[Records from a data collection]
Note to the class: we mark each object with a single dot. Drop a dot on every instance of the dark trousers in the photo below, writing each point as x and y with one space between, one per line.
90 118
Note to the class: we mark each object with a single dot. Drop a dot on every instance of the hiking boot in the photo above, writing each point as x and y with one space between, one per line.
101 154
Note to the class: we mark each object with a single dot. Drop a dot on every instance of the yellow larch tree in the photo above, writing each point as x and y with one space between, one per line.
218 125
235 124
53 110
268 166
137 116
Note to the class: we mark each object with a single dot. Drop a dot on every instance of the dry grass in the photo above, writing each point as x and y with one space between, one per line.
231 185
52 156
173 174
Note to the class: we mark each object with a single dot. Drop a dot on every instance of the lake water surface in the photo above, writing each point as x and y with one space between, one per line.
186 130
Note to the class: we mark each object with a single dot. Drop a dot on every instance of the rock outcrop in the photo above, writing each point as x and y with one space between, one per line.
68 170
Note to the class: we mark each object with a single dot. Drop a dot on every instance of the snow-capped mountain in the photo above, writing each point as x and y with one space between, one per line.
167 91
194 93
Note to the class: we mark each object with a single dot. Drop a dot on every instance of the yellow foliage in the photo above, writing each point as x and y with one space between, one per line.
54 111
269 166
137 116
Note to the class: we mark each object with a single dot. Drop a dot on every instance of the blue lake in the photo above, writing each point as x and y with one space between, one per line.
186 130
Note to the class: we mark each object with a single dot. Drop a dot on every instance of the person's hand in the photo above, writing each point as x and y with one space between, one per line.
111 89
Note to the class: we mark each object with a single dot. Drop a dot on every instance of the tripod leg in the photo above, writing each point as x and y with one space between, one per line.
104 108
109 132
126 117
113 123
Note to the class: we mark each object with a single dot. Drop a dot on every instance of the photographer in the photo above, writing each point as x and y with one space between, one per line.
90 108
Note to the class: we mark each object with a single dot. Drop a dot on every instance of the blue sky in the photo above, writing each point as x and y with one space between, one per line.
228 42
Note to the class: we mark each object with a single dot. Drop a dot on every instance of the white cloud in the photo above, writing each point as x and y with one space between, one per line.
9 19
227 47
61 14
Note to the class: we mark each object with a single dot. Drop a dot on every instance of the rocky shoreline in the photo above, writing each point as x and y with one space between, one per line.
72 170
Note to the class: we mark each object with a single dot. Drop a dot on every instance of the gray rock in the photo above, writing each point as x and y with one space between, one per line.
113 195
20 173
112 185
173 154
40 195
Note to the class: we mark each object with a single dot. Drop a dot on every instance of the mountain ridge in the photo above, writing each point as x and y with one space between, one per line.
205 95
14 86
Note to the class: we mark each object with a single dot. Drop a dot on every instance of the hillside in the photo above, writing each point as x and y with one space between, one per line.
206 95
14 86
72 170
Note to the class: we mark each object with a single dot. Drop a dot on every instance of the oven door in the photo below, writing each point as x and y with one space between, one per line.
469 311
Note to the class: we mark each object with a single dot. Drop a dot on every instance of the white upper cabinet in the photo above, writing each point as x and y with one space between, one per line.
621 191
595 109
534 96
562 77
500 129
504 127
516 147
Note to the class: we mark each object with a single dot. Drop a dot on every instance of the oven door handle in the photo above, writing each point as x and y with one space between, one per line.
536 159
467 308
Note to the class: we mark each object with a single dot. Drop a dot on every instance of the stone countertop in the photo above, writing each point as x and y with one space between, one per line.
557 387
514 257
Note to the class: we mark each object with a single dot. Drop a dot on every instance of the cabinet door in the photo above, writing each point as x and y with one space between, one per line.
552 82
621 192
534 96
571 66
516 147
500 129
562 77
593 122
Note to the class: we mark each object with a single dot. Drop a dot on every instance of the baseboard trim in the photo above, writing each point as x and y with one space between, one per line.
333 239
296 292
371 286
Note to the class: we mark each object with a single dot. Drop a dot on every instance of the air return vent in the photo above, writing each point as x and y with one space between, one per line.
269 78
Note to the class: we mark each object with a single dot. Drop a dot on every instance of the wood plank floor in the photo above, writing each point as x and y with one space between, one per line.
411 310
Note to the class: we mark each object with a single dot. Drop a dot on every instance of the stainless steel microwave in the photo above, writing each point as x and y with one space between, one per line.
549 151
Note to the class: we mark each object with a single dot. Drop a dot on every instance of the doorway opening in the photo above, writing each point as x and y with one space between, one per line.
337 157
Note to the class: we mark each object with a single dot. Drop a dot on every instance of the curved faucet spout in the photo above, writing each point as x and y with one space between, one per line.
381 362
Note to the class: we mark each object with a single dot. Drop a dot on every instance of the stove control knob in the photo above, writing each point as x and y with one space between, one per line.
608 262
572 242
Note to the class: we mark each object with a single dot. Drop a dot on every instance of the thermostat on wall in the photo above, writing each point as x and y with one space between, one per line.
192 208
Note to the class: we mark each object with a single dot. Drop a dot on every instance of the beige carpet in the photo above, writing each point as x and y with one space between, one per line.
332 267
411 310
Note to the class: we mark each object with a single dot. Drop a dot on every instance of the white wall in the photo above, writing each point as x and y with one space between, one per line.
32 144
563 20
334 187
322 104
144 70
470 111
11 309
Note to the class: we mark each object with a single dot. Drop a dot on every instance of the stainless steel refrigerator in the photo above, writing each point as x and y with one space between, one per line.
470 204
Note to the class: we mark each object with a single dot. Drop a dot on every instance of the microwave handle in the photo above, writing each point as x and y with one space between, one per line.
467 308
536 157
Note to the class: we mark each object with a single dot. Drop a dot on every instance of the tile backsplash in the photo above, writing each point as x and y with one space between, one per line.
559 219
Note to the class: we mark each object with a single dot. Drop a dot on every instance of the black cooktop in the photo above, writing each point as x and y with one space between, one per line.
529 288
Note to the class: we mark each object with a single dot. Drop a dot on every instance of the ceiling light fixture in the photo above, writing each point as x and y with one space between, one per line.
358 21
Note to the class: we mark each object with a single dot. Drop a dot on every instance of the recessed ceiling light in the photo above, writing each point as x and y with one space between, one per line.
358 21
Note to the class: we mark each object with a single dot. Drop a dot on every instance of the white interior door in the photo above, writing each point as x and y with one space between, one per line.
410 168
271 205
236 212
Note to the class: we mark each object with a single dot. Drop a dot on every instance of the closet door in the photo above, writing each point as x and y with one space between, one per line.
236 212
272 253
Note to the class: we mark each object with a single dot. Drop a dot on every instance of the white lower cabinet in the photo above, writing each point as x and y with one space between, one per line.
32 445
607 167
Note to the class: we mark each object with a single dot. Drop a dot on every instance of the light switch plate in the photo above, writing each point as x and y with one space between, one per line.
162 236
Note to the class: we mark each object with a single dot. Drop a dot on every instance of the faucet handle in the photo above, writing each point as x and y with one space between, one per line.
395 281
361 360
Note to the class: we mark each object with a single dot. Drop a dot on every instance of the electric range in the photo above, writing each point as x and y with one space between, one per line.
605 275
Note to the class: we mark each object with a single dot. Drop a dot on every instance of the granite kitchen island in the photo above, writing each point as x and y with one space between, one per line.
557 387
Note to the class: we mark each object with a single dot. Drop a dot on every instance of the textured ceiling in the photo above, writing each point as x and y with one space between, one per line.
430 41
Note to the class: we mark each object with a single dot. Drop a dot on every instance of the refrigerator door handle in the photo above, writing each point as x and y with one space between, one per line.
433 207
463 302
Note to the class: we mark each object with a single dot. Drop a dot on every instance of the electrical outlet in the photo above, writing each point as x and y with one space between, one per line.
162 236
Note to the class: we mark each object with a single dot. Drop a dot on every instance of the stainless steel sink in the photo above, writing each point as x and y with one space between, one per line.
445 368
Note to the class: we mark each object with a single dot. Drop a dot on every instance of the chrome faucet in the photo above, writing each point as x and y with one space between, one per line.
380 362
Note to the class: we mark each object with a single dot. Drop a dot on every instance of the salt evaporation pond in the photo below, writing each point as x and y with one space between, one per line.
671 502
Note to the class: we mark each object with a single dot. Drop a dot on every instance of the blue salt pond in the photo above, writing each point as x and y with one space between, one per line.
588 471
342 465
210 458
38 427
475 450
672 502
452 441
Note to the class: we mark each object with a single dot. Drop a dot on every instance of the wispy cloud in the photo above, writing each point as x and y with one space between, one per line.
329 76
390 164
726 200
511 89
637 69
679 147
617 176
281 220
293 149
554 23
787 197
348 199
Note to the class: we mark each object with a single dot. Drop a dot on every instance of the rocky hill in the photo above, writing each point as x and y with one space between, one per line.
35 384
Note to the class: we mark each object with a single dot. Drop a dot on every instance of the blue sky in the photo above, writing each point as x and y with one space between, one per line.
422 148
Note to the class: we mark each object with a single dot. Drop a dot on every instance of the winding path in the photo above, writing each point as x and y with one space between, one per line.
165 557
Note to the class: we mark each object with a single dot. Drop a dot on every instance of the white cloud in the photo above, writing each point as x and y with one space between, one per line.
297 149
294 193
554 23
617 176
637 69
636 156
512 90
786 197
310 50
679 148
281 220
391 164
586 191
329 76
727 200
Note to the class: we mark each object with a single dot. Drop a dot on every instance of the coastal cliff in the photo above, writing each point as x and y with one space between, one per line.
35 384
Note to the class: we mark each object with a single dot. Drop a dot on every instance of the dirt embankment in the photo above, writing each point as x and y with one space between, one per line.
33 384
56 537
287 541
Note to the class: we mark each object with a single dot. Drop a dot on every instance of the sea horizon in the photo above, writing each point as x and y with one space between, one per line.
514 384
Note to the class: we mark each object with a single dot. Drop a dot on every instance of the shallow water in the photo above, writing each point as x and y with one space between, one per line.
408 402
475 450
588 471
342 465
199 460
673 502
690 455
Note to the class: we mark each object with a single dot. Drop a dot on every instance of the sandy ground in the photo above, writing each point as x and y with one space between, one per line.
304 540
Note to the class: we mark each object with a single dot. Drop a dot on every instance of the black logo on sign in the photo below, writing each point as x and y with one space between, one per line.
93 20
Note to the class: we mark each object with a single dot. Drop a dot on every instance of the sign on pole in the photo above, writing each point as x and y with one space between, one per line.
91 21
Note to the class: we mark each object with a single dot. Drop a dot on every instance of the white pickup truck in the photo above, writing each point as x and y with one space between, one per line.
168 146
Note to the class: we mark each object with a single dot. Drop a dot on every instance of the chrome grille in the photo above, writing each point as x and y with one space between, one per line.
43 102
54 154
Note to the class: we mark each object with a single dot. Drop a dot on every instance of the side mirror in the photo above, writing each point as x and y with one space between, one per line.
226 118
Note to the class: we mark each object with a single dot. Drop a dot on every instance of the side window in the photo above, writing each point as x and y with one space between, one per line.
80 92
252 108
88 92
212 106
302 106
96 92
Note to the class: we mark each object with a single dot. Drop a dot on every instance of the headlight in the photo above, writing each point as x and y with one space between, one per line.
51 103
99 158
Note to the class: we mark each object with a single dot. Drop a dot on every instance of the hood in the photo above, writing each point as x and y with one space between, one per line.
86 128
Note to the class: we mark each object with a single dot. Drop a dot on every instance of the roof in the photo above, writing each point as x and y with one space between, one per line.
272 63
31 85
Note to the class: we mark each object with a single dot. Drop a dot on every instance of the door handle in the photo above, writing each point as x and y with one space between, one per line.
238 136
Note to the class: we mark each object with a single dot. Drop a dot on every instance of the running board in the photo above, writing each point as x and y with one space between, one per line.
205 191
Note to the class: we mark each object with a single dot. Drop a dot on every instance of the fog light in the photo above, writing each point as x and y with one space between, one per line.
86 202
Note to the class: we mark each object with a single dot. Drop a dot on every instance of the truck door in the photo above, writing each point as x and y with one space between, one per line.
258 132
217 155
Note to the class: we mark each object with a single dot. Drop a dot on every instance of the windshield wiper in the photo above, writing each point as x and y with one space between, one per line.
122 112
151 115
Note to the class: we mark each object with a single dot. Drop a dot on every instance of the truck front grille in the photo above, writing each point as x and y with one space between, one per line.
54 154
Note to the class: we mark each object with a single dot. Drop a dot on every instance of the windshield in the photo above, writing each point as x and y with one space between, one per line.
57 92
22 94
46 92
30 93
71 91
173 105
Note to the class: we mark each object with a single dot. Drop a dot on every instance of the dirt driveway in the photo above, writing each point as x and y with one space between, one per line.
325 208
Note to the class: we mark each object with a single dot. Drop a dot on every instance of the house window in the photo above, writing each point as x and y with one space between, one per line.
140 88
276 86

■ WORK INSTRUCTIONS
Reproduce the listing above exactly from the line containing "the windshield wiper" through its last line, with both of those lines included.

■ FULL OUTPUT
Note to the class: we mark each object with a single dot. Drop a dot on every instance of the windshield wiper in the photo above, writing each point as x and y with one space between, one per line.
122 112
151 115
Note to the class: we mark each object with a single dot. Drop a dot on every instance of the truck front grille in the photo above, writing each point as x and y with one space between, one per line.
54 154
Note to the class: we mark each object with a single dot. Drop a dot on every instance of the windshield in the photo above, writing each point as x and y with one space between, one per line.
57 92
22 94
46 92
30 93
71 91
173 105
Note to the class: we mark each object with a single dot. Drop a dot on every instance of the dirt driveway in the photo above, writing each point as x and y with one space between, one per line.
325 208
Note to the class: we mark each object with a single dot. Drop a dot on every instance of the house window in the photo above, writing each point as x and y with one space between, one per line.
140 88
276 86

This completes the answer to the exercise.